Data items
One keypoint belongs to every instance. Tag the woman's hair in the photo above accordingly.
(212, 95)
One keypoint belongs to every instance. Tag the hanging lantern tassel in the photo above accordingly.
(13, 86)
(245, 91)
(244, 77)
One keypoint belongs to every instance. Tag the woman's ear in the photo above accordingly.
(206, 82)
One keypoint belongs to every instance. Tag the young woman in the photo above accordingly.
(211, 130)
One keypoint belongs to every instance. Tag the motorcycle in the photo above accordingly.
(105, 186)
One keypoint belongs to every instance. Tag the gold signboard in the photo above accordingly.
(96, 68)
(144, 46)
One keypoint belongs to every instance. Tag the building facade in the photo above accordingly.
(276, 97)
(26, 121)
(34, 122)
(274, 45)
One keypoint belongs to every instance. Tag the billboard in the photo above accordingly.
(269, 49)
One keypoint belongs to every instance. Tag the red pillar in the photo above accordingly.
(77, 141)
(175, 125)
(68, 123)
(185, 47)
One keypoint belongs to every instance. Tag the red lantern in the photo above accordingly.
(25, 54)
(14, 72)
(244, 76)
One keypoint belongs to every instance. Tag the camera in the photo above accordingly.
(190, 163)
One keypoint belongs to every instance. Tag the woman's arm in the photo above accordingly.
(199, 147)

Required work: Reproduce all the records shown above, unchanged.

Your response:
One keypoint belongs to every instance. Tag the woman's hair in the photo above accordingly.
(212, 95)
One keypoint belongs to every instance. Tag the hanging lantern tassel in the photo above accordingly.
(13, 86)
(245, 91)
(244, 77)
One keypoint belongs to every instance. Tag the woman's ear in the photo above accordingly.
(206, 82)
One keypoint belongs to every instance. Tag the young woman in the photo above accordingly.
(211, 130)
One keypoint belongs to every instance. Tag the motorcycle in the photo above accordingly.
(105, 186)
One keypoint belongs to every instance. Tag the gold signboard in the photo above accordingly.
(96, 68)
(144, 46)
One keypoint belongs to every instance. Tag the building facade in the photo above accordingly.
(276, 97)
(26, 121)
(34, 122)
(274, 45)
One keypoint belongs to every instance. Tag the billboard in the photo above accordingly.
(269, 49)
One keypoint belongs to every instance. Tag the red pillar in the photo above accordingly.
(77, 141)
(175, 125)
(68, 123)
(185, 47)
One keypoint belongs to every instance. Tag the red lantern in the photo above accordingly.
(25, 54)
(14, 72)
(244, 76)
One keypoint belongs to every instance. Tag the camera in the photo above accordingly.
(190, 163)
One keypoint belongs to every instance. Tag the woman's arm in the photo above accordingly.
(199, 147)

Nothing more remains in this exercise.